** BEGIN MATERIAL **
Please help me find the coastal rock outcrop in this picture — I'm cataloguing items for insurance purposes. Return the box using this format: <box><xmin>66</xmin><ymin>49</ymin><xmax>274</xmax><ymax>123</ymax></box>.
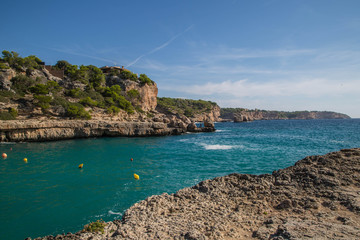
<box><xmin>0</xmin><ymin>120</ymin><xmax>186</xmax><ymax>142</ymax></box>
<box><xmin>0</xmin><ymin>69</ymin><xmax>16</xmax><ymax>91</ymax></box>
<box><xmin>30</xmin><ymin>148</ymin><xmax>360</xmax><ymax>240</ymax></box>
<box><xmin>220</xmin><ymin>108</ymin><xmax>350</xmax><ymax>122</ymax></box>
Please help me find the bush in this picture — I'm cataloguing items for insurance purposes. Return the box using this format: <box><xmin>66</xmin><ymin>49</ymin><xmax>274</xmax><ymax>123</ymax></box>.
<box><xmin>11</xmin><ymin>75</ymin><xmax>35</xmax><ymax>96</ymax></box>
<box><xmin>126</xmin><ymin>89</ymin><xmax>140</xmax><ymax>99</ymax></box>
<box><xmin>0</xmin><ymin>108</ymin><xmax>18</xmax><ymax>120</ymax></box>
<box><xmin>66</xmin><ymin>103</ymin><xmax>91</xmax><ymax>119</ymax></box>
<box><xmin>117</xmin><ymin>96</ymin><xmax>134</xmax><ymax>113</ymax></box>
<box><xmin>30</xmin><ymin>84</ymin><xmax>49</xmax><ymax>94</ymax></box>
<box><xmin>2</xmin><ymin>50</ymin><xmax>42</xmax><ymax>71</ymax></box>
<box><xmin>139</xmin><ymin>73</ymin><xmax>154</xmax><ymax>85</ymax></box>
<box><xmin>9</xmin><ymin>108</ymin><xmax>18</xmax><ymax>118</ymax></box>
<box><xmin>34</xmin><ymin>95</ymin><xmax>52</xmax><ymax>110</ymax></box>
<box><xmin>53</xmin><ymin>60</ymin><xmax>71</xmax><ymax>70</ymax></box>
<box><xmin>0</xmin><ymin>90</ymin><xmax>16</xmax><ymax>102</ymax></box>
<box><xmin>157</xmin><ymin>97</ymin><xmax>216</xmax><ymax>117</ymax></box>
<box><xmin>79</xmin><ymin>97</ymin><xmax>98</xmax><ymax>107</ymax></box>
<box><xmin>0</xmin><ymin>62</ymin><xmax>10</xmax><ymax>69</ymax></box>
<box><xmin>107</xmin><ymin>106</ymin><xmax>120</xmax><ymax>114</ymax></box>
<box><xmin>50</xmin><ymin>97</ymin><xmax>70</xmax><ymax>108</ymax></box>
<box><xmin>65</xmin><ymin>88</ymin><xmax>87</xmax><ymax>98</ymax></box>
<box><xmin>84</xmin><ymin>220</ymin><xmax>106</xmax><ymax>234</ymax></box>
<box><xmin>119</xmin><ymin>70</ymin><xmax>138</xmax><ymax>81</ymax></box>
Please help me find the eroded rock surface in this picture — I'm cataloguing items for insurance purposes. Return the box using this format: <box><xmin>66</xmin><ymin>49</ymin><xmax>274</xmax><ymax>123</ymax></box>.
<box><xmin>30</xmin><ymin>148</ymin><xmax>360</xmax><ymax>240</ymax></box>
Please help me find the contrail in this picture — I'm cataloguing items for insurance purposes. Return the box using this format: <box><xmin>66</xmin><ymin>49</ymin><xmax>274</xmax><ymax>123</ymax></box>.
<box><xmin>126</xmin><ymin>24</ymin><xmax>194</xmax><ymax>67</ymax></box>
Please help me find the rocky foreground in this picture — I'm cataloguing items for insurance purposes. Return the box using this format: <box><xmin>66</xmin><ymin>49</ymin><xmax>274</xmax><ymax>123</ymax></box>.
<box><xmin>30</xmin><ymin>148</ymin><xmax>360</xmax><ymax>240</ymax></box>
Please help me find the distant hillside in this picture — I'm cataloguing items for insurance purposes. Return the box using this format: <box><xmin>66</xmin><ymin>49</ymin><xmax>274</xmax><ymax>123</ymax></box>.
<box><xmin>156</xmin><ymin>97</ymin><xmax>220</xmax><ymax>121</ymax></box>
<box><xmin>0</xmin><ymin>51</ymin><xmax>158</xmax><ymax>120</ymax></box>
<box><xmin>220</xmin><ymin>108</ymin><xmax>350</xmax><ymax>122</ymax></box>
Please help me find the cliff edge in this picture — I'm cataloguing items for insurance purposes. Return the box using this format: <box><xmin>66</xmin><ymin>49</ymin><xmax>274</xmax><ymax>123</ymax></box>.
** END MATERIAL **
* _WHAT YOU SHOULD DO_: Can you render all of the items above as a numbered list, skipping any blank lines and leaving out the pictures?

* _EXPECTED ANSWER_:
1. Please help me find the coastal rock outcrop in this picture — I'm cataloguing items for insurance purposes. Return the box using this format: <box><xmin>66</xmin><ymin>49</ymin><xmax>274</xmax><ymax>123</ymax></box>.
2. <box><xmin>0</xmin><ymin>120</ymin><xmax>186</xmax><ymax>142</ymax></box>
3. <box><xmin>0</xmin><ymin>69</ymin><xmax>16</xmax><ymax>91</ymax></box>
4. <box><xmin>30</xmin><ymin>148</ymin><xmax>360</xmax><ymax>240</ymax></box>
5. <box><xmin>220</xmin><ymin>108</ymin><xmax>350</xmax><ymax>122</ymax></box>
6. Please help me find the bush in this picture — I'm cataloguing items for insurance purposes. Return the box using this format: <box><xmin>66</xmin><ymin>49</ymin><xmax>274</xmax><ymax>123</ymax></box>.
7. <box><xmin>11</xmin><ymin>75</ymin><xmax>35</xmax><ymax>96</ymax></box>
8. <box><xmin>126</xmin><ymin>89</ymin><xmax>140</xmax><ymax>99</ymax></box>
9. <box><xmin>0</xmin><ymin>108</ymin><xmax>18</xmax><ymax>120</ymax></box>
10. <box><xmin>66</xmin><ymin>103</ymin><xmax>91</xmax><ymax>119</ymax></box>
11. <box><xmin>117</xmin><ymin>96</ymin><xmax>134</xmax><ymax>113</ymax></box>
12. <box><xmin>30</xmin><ymin>84</ymin><xmax>49</xmax><ymax>94</ymax></box>
13. <box><xmin>2</xmin><ymin>50</ymin><xmax>42</xmax><ymax>71</ymax></box>
14. <box><xmin>139</xmin><ymin>73</ymin><xmax>154</xmax><ymax>85</ymax></box>
15. <box><xmin>9</xmin><ymin>108</ymin><xmax>18</xmax><ymax>118</ymax></box>
16. <box><xmin>34</xmin><ymin>95</ymin><xmax>52</xmax><ymax>110</ymax></box>
17. <box><xmin>53</xmin><ymin>60</ymin><xmax>71</xmax><ymax>70</ymax></box>
18. <box><xmin>0</xmin><ymin>90</ymin><xmax>16</xmax><ymax>102</ymax></box>
19. <box><xmin>157</xmin><ymin>97</ymin><xmax>216</xmax><ymax>117</ymax></box>
20. <box><xmin>79</xmin><ymin>97</ymin><xmax>98</xmax><ymax>107</ymax></box>
21. <box><xmin>0</xmin><ymin>62</ymin><xmax>10</xmax><ymax>69</ymax></box>
22. <box><xmin>107</xmin><ymin>106</ymin><xmax>120</xmax><ymax>114</ymax></box>
23. <box><xmin>50</xmin><ymin>97</ymin><xmax>70</xmax><ymax>108</ymax></box>
24. <box><xmin>65</xmin><ymin>88</ymin><xmax>87</xmax><ymax>98</ymax></box>
25. <box><xmin>84</xmin><ymin>220</ymin><xmax>106</xmax><ymax>234</ymax></box>
26. <box><xmin>119</xmin><ymin>70</ymin><xmax>138</xmax><ymax>81</ymax></box>
27. Please help me find the eroded rock surface in this picture — I'm cataloguing items for insurance purposes. Return the box using this format: <box><xmin>66</xmin><ymin>49</ymin><xmax>274</xmax><ymax>123</ymax></box>.
28. <box><xmin>30</xmin><ymin>148</ymin><xmax>360</xmax><ymax>240</ymax></box>
29. Please help me find the contrail in this picture — I'm cataloguing items for insurance purposes. Return the box using this format: <box><xmin>66</xmin><ymin>49</ymin><xmax>274</xmax><ymax>123</ymax></box>.
30. <box><xmin>126</xmin><ymin>24</ymin><xmax>194</xmax><ymax>67</ymax></box>
31. Please help me find the rocky foreground in this picture — I'm cataloguing items for insurance purposes. Return the box using this format: <box><xmin>66</xmin><ymin>49</ymin><xmax>274</xmax><ymax>123</ymax></box>.
32. <box><xmin>30</xmin><ymin>148</ymin><xmax>360</xmax><ymax>240</ymax></box>
33. Please help me find the distant hillside in this picture — I'm cataloguing items for insurance purposes. Return the box using this format: <box><xmin>66</xmin><ymin>49</ymin><xmax>274</xmax><ymax>123</ymax></box>.
34. <box><xmin>156</xmin><ymin>97</ymin><xmax>220</xmax><ymax>121</ymax></box>
35. <box><xmin>0</xmin><ymin>51</ymin><xmax>158</xmax><ymax>120</ymax></box>
36. <box><xmin>220</xmin><ymin>108</ymin><xmax>350</xmax><ymax>122</ymax></box>
37. Please help me find the cliff edge in this picture — I'm cataloguing items for insurance purposes. Return the box using this format: <box><xmin>66</xmin><ymin>49</ymin><xmax>274</xmax><ymax>123</ymax></box>.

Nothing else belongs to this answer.